[DATA EXCERPTS — start]
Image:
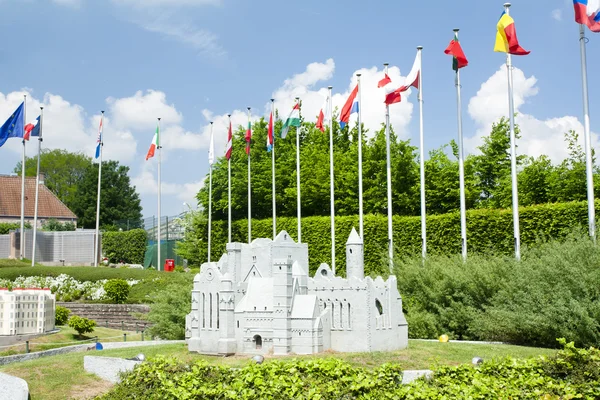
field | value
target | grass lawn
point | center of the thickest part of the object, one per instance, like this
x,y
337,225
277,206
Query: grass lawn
x,y
69,337
62,377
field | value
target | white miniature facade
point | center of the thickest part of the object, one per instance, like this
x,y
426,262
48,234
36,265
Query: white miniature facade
x,y
26,311
258,299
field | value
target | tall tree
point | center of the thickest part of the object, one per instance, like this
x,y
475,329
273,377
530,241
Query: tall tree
x,y
119,200
63,171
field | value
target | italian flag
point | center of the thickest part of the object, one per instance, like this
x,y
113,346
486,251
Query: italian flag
x,y
154,145
292,120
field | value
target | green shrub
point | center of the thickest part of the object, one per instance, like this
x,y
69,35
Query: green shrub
x,y
117,290
82,325
61,316
127,247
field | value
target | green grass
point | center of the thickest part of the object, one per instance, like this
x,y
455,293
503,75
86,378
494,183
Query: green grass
x,y
68,337
62,377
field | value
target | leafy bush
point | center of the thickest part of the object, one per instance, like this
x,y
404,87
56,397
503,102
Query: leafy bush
x,y
82,325
169,308
128,247
572,373
62,315
117,290
552,292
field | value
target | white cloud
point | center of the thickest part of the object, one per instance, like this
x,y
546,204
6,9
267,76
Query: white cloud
x,y
557,14
537,136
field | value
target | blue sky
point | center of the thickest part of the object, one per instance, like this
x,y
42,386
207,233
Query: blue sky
x,y
189,61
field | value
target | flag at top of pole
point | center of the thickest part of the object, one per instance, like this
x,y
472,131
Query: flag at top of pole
x,y
292,120
587,12
506,37
459,59
99,140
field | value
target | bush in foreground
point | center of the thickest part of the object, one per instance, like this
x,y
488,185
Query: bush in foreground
x,y
572,373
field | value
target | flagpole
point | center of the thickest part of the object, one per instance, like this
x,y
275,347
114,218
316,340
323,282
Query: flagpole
x,y
360,202
249,190
461,164
299,206
587,138
229,193
210,192
22,243
273,170
159,231
422,161
37,189
97,238
331,181
513,152
389,182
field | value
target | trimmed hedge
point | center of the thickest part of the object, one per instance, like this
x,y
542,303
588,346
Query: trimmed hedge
x,y
128,247
488,230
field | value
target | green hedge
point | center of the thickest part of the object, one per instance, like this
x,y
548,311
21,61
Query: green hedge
x,y
128,247
487,231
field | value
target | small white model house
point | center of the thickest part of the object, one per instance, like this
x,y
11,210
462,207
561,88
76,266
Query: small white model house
x,y
26,311
259,299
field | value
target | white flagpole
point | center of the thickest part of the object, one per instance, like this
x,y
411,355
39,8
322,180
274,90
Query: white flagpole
x,y
229,190
360,202
37,189
587,138
273,171
331,182
389,182
210,161
422,160
461,166
22,244
513,152
159,231
249,187
299,204
97,238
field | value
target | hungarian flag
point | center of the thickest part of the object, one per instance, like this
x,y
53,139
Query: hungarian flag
x,y
270,133
455,50
292,120
323,116
229,146
506,37
155,144
248,137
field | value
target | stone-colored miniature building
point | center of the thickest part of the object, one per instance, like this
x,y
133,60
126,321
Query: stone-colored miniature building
x,y
258,299
26,311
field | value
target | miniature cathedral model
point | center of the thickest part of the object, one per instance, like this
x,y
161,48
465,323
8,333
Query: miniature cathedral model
x,y
259,299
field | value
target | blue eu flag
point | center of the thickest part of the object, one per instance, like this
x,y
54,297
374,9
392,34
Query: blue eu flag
x,y
13,127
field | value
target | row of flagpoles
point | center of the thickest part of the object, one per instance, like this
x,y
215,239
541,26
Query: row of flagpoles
x,y
586,14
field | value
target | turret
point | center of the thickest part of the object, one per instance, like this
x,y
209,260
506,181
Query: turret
x,y
355,259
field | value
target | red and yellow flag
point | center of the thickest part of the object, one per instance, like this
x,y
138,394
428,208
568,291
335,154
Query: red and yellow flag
x,y
506,37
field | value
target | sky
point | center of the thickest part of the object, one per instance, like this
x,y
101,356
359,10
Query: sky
x,y
190,62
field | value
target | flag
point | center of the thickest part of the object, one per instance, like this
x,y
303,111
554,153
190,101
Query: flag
x,y
323,116
99,140
292,120
270,133
455,50
32,129
391,96
587,12
13,127
412,79
211,149
350,107
155,144
229,147
506,37
248,138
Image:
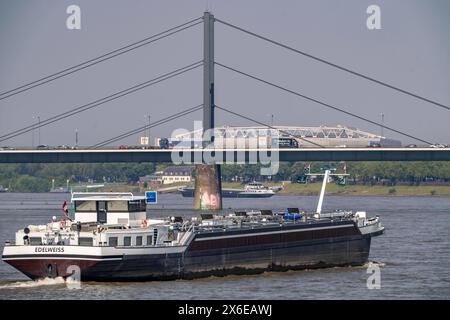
[DATA EXCERPTS — finish]
Pictures are to be omitted; otherwise, write out the data exactly as it appears.

Image:
field | value
target | grass lawn
point | center of the thickest part of the object, one per instance, like this
x,y
337,225
277,206
Query: grass lawn
x,y
69,337
62,377
field | value
target | white miniature facade
point | center of the thickest part of the object, one per instance, like this
x,y
426,262
48,234
36,265
Query: white miniature facade
x,y
26,311
258,299
field | value
target | tall tree
point | center of the thickest part of the object, one per instance, like this
x,y
475,329
273,377
530,241
Query: tall tree
x,y
119,200
63,171
field | value
target | italian flag
point | center of the thickest part of the object, one per instance, like this
x,y
113,346
486,251
Query: italian flag
x,y
154,145
292,120
field | value
target | green shrub
point | center of the thickest part of the object, one per instance, like this
x,y
69,35
Query: green shrub
x,y
117,290
82,325
61,316
127,247
field | value
target | green grass
point | center of the thickest part of the object, one per instance, like this
x,y
455,293
503,75
86,378
494,183
Query: green grass
x,y
68,337
62,377
field | value
target | leafy bush
point | center of the thickest part of the object, one per instance, like this
x,y
404,87
56,397
503,102
Query: leafy bush
x,y
82,325
169,308
128,247
572,373
62,315
117,290
552,292
field | value
target | white cloud
point | center of the thickest part of the object, one per instance, like this
x,y
546,204
6,9
267,76
Query: white cloud
x,y
557,14
537,136
field | value
target | blue sky
point | center of the thickest part of the object, one per instance, like this
x,y
42,386
207,233
Query: blue sky
x,y
189,61
field | value
target | flag at top of pole
point | center of the thickest part of the object, one per instance, like this
x,y
472,131
Query: flag at top of pole
x,y
292,120
587,12
506,37
459,59
99,140
field | value
target | bush in foreground
point | center of the thickest part of the object, one per instance, like this
x,y
488,185
Query: bush in foreground
x,y
572,373
field | value
target | flagpole
point | center of the thickest part of the object, one per instance, like this
x,y
275,347
114,218
316,340
323,282
Query: flagpole
x,y
360,202
249,190
461,164
299,206
587,138
229,193
210,192
22,243
273,170
159,231
422,161
37,189
97,238
331,181
513,152
389,182
field | value
target | trimmed hedge
point | center of the thickest part of the object, one per instance, like this
x,y
542,303
588,346
Query: trimmed hedge
x,y
128,247
488,230
field | value
target | green hedge
point | center of the thickest part of the object, one per instance, like this
x,y
548,311
21,61
Query: green hedge
x,y
128,247
487,231
field | value
target | small white model house
point | center of the thickest part of the object, one per instance, like this
x,y
11,210
462,207
561,88
76,266
Query: small white model house
x,y
26,311
259,299
field | value
target | white flagpole
point | center of the thickest part of the object, one per instance, like this
x,y
411,355
39,8
322,180
274,90
Query: white flagpole
x,y
229,190
360,202
37,189
587,138
273,171
331,182
389,182
210,161
422,160
461,166
22,244
513,152
159,231
249,187
299,204
97,238
field | value
target | hungarian flag
point | center of the thickest part of the object, one per instance, like this
x,y
53,139
Query: hungarian flag
x,y
270,133
455,50
292,120
323,116
229,146
506,37
155,144
248,137
field | value
target | stone-colored miniature building
point | center of the thickest part of the object, one per instance, like this
x,y
133,60
126,321
Query: stone-colored miniature building
x,y
258,299
26,311
field | value
target | miniature cathedral model
point | center of the thickest part of the object, one per instance, like this
x,y
161,48
465,323
8,333
Query: miniature cathedral model
x,y
259,299
field | value
target | blue eu flag
point | center of the thickest part of the object, one per instance, like this
x,y
54,297
374,9
392,34
Query: blue eu flag
x,y
13,127
field | value
target | row of flagpoles
point | center of the thickest part of the object, one per instance, like this
x,y
215,239
541,26
Query: row of flagpoles
x,y
586,14
field | value
target | turret
point | center of the thickest part of the object, one per instance, like this
x,y
209,260
506,181
Query: turret
x,y
355,259
field | value
target | red and yellow flag
point | center of the thickest part of the object, one per instance, like this
x,y
138,394
428,208
568,291
335,154
Query: red and yellow flag
x,y
506,37
field | value
target | sky
point | center of the thickest part of the object, one per instance, like this
x,y
101,356
359,10
Query: sky
x,y
190,62
field | value
target | flag
point | center of the thickest part of the object, one per instance, like this
x,y
303,111
554,153
190,101
Query: flag
x,y
323,116
99,140
292,120
270,133
455,50
32,129
391,96
587,12
13,127
412,79
211,149
350,107
155,144
229,147
506,37
248,138
Image:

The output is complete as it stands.